## Your instructions
Render the lines from the one containing "segment --target=bear's snout" through the one containing "152L224 159L256 166L254", both included, as a JSON list of strings with one string per line and blank lines omitted.

## Dataset rows

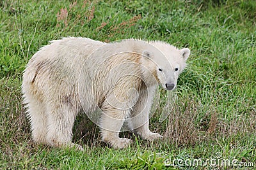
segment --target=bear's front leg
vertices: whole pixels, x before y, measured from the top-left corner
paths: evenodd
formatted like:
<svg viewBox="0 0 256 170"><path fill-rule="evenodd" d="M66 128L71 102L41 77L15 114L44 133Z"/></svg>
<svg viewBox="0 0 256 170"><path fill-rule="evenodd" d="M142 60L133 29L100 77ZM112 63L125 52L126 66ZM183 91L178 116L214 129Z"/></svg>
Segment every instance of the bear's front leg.
<svg viewBox="0 0 256 170"><path fill-rule="evenodd" d="M149 113L154 97L155 88L141 89L137 103L133 107L131 117L129 119L130 127L142 139L150 141L163 136L153 133L149 129Z"/></svg>
<svg viewBox="0 0 256 170"><path fill-rule="evenodd" d="M109 143L113 148L121 149L127 146L132 140L120 138L119 132L129 112L114 108L102 109L102 112L100 119L102 141Z"/></svg>

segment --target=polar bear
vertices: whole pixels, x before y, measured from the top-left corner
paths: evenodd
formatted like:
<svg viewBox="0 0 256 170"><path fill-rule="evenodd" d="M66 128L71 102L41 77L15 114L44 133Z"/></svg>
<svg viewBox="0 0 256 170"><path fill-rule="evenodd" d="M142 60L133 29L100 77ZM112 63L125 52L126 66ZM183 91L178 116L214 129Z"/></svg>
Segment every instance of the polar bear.
<svg viewBox="0 0 256 170"><path fill-rule="evenodd" d="M149 112L160 84L172 90L186 67L189 48L162 41L124 39L110 43L85 38L52 41L29 61L22 90L33 140L57 147L72 143L76 116L99 121L102 141L123 148L131 140L118 135L125 120L141 138L161 138L149 129Z"/></svg>

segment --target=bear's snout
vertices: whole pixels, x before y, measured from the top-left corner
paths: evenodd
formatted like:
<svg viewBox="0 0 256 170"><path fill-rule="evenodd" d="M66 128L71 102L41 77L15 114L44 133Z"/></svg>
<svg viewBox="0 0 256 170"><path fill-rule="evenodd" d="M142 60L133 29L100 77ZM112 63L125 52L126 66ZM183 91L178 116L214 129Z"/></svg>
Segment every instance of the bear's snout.
<svg viewBox="0 0 256 170"><path fill-rule="evenodd" d="M165 87L166 87L166 89L169 90L172 90L174 89L174 87L175 85L173 83L166 83L165 84Z"/></svg>

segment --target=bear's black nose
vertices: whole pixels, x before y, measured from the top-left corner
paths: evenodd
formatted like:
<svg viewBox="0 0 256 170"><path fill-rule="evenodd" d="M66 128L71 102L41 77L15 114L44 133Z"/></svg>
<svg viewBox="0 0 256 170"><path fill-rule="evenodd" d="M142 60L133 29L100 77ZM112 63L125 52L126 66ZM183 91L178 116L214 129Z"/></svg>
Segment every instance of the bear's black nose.
<svg viewBox="0 0 256 170"><path fill-rule="evenodd" d="M171 90L172 89L173 89L175 85L173 83L166 83L165 84L165 87L166 87L167 89Z"/></svg>

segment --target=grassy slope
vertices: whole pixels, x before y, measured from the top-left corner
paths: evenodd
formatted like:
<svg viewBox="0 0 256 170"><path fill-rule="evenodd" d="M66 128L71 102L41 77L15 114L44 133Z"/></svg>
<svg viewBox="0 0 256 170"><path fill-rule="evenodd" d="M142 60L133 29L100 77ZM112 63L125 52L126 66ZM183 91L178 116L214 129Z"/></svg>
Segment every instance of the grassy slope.
<svg viewBox="0 0 256 170"><path fill-rule="evenodd" d="M216 152L224 159L256 166L254 1L111 1L84 6L82 1L77 4L68 1L20 1L20 6L17 1L0 2L0 167L161 169L169 157L209 159ZM67 8L67 17L63 12L61 15L61 8ZM62 18L58 17L58 12ZM134 17L139 15L141 19ZM105 41L158 39L191 50L188 67L175 92L179 100L171 115L159 123L160 105L151 120L152 129L164 134L163 141L148 143L124 133L134 144L115 150L99 142L95 126L79 118L74 139L87 145L84 152L32 143L21 104L22 72L47 41L68 36ZM163 103L166 96L161 91ZM161 154L154 157L154 153Z"/></svg>

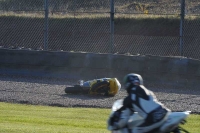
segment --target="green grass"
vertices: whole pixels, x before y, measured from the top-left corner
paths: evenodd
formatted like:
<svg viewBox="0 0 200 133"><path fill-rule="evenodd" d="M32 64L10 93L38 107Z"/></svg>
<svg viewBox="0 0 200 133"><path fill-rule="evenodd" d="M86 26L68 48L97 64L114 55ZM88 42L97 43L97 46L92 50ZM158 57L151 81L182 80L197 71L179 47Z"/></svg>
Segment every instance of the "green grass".
<svg viewBox="0 0 200 133"><path fill-rule="evenodd" d="M110 109L61 108L0 102L0 133L109 133ZM200 115L190 115L184 126L198 133Z"/></svg>

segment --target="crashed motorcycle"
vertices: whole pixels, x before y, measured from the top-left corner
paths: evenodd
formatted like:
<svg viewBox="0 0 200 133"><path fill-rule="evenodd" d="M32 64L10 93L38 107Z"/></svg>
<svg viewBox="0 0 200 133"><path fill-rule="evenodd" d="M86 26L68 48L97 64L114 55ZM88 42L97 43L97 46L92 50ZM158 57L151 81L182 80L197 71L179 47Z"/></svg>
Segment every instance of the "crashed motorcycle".
<svg viewBox="0 0 200 133"><path fill-rule="evenodd" d="M128 124L121 129L115 130L113 128L113 114L122 107L123 99L119 99L114 102L112 106L112 111L109 116L107 122L107 129L111 131L111 133L141 133L141 131L135 131L134 127L138 128L144 122L144 119L137 113L131 114L128 117L127 123ZM167 120L158 128L153 129L152 131L145 132L145 133L190 133L187 130L180 127L180 125L186 123L186 118L190 115L191 111L184 111L184 112L171 112L167 118ZM117 116L118 118L114 119L114 122L118 122L121 116ZM110 121L112 119L112 122ZM129 127L129 128L128 128Z"/></svg>
<svg viewBox="0 0 200 133"><path fill-rule="evenodd" d="M65 93L115 96L120 88L121 84L117 78L101 78L85 82L79 80L77 85L67 86Z"/></svg>

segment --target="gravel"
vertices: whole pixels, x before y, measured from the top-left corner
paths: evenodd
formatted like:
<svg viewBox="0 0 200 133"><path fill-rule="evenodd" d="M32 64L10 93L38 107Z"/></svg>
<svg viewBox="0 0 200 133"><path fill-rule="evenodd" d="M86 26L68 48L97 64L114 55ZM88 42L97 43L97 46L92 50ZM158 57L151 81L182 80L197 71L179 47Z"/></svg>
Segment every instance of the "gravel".
<svg viewBox="0 0 200 133"><path fill-rule="evenodd" d="M115 97L66 94L65 87L75 83L64 79L0 75L0 101L59 107L111 108L115 100L126 96L124 90ZM190 110L200 113L200 89L149 89L172 111Z"/></svg>

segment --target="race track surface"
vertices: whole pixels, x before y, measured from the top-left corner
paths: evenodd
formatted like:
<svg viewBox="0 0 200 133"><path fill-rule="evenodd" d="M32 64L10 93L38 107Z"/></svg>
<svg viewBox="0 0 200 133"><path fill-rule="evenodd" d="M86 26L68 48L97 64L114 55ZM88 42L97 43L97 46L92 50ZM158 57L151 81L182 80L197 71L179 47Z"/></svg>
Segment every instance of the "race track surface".
<svg viewBox="0 0 200 133"><path fill-rule="evenodd" d="M65 87L73 84L75 81L64 79L0 75L0 101L60 107L111 108L116 99L126 96L124 90L115 97L66 94ZM150 89L172 111L190 110L200 113L200 89Z"/></svg>

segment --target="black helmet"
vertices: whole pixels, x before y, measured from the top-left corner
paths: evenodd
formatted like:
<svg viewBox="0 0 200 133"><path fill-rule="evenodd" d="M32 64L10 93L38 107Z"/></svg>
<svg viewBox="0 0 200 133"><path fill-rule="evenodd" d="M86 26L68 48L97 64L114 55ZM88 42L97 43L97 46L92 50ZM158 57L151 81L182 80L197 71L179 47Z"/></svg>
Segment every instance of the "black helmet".
<svg viewBox="0 0 200 133"><path fill-rule="evenodd" d="M125 85L125 89L127 90L128 93L129 93L129 89L131 89L132 87L134 87L136 85L143 85L142 76L139 74L135 74L135 73L127 74L124 77L123 82Z"/></svg>

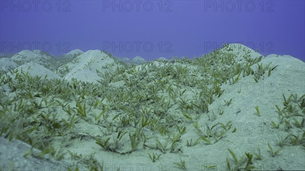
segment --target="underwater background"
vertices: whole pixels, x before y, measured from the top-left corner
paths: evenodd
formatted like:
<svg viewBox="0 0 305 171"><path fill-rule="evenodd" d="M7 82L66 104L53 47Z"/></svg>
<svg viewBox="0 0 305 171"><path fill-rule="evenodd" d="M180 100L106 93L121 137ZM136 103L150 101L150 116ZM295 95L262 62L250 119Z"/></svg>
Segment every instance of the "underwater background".
<svg viewBox="0 0 305 171"><path fill-rule="evenodd" d="M304 1L0 1L0 52L193 58L239 43L304 60Z"/></svg>
<svg viewBox="0 0 305 171"><path fill-rule="evenodd" d="M0 170L305 170L304 5L0 0Z"/></svg>

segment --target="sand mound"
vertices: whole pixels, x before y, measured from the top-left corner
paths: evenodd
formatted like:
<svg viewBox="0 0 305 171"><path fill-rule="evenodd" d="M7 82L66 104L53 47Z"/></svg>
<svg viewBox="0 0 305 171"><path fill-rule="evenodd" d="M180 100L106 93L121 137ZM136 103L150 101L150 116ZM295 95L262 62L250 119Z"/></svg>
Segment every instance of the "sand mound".
<svg viewBox="0 0 305 171"><path fill-rule="evenodd" d="M45 68L44 66L36 63L33 62L28 62L19 66L15 69L18 70L18 73L20 73L22 71L24 74L28 73L29 76L33 77L41 77L44 78L47 75L46 79L62 79L63 78L58 76L56 74L54 73L49 69ZM10 77L13 77L15 74L13 75L11 73L8 73L8 75Z"/></svg>
<svg viewBox="0 0 305 171"><path fill-rule="evenodd" d="M28 50L24 50L11 57L11 60L19 65L29 62L33 62L40 64L45 64L46 61L52 57L47 53L39 50L32 52Z"/></svg>
<svg viewBox="0 0 305 171"><path fill-rule="evenodd" d="M101 79L98 76L98 73L103 74L106 71L113 71L117 64L113 58L105 53L96 50L83 53L66 66L69 73L64 76L65 79L71 80L75 78L84 82L93 82Z"/></svg>
<svg viewBox="0 0 305 171"><path fill-rule="evenodd" d="M14 69L18 65L9 58L0 58L0 73L7 73L9 69Z"/></svg>

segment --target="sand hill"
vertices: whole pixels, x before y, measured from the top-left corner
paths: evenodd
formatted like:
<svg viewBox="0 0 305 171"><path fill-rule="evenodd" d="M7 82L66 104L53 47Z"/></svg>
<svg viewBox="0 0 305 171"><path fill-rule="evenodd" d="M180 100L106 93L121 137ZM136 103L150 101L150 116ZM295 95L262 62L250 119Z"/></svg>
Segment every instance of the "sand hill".
<svg viewBox="0 0 305 171"><path fill-rule="evenodd" d="M35 63L23 69L30 66L50 75ZM63 67L64 80L1 77L2 163L305 169L305 63L292 56L230 44L194 59L131 66L89 50ZM14 124L24 128L10 131Z"/></svg>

## Solution for this exercise
[
  "segment --target=bear's snout",
  "vertices: whole pixels, x before y, measured from the top-left corner",
  "paths: evenodd",
  "formatted like:",
  "<svg viewBox=\"0 0 256 170\"><path fill-rule=\"evenodd\" d=\"M66 128L71 102L41 77L15 114L44 133Z\"/></svg>",
  "<svg viewBox=\"0 0 256 170\"><path fill-rule=\"evenodd\" d=\"M142 60L133 29L100 77ZM112 63L125 52L126 66ZM183 91L178 116L214 129Z\"/></svg>",
  "Segment every instance of the bear's snout.",
  "<svg viewBox=\"0 0 256 170\"><path fill-rule=\"evenodd\" d=\"M165 87L166 87L166 89L169 90L172 90L174 89L174 87L175 85L173 83L166 83L165 84Z\"/></svg>",
  "segment --target=bear's black nose",
  "vertices: whole pixels, x before y, measured from the top-left corner",
  "paths: evenodd",
  "formatted like:",
  "<svg viewBox=\"0 0 256 170\"><path fill-rule=\"evenodd\" d=\"M66 128L71 102L41 77L15 114L44 133Z\"/></svg>",
  "<svg viewBox=\"0 0 256 170\"><path fill-rule=\"evenodd\" d=\"M142 60L133 29L100 77ZM112 63L125 52L126 66ZM183 91L178 116L214 129Z\"/></svg>",
  "Segment every instance of the bear's black nose.",
  "<svg viewBox=\"0 0 256 170\"><path fill-rule=\"evenodd\" d=\"M171 90L172 89L173 89L175 85L173 83L166 83L165 84L165 87L166 87L167 89Z\"/></svg>",
  "segment --target=grassy slope",
  "vertices: whole pixels, x before y, measured from the top-left corner",
  "paths: evenodd",
  "formatted like:",
  "<svg viewBox=\"0 0 256 170\"><path fill-rule=\"evenodd\" d=\"M66 128L71 102L41 77L15 114L44 133Z\"/></svg>",
  "<svg viewBox=\"0 0 256 170\"><path fill-rule=\"evenodd\" d=\"M142 60L133 29L100 77ZM112 63L125 52L126 66ZM183 91L178 116L214 129Z\"/></svg>",
  "Segment every instance of the grassy slope.",
  "<svg viewBox=\"0 0 256 170\"><path fill-rule=\"evenodd\" d=\"M216 152L224 159L256 166L254 1L111 1L84 6L82 1L77 4L68 1L20 1L20 6L17 1L0 2L0 167L161 169L169 157L209 159ZM67 8L67 17L63 12L61 15L61 8ZM62 18L58 17L58 12ZM134 17L139 15L141 19ZM105 41L158 39L191 50L188 67L175 92L179 100L171 115L159 123L160 105L151 120L152 129L164 134L163 141L148 143L124 133L134 144L115 150L99 142L95 126L79 118L74 139L87 145L84 152L32 143L21 104L22 72L47 41L68 36ZM163 103L166 96L161 91ZM161 154L154 157L154 153Z\"/></svg>"
]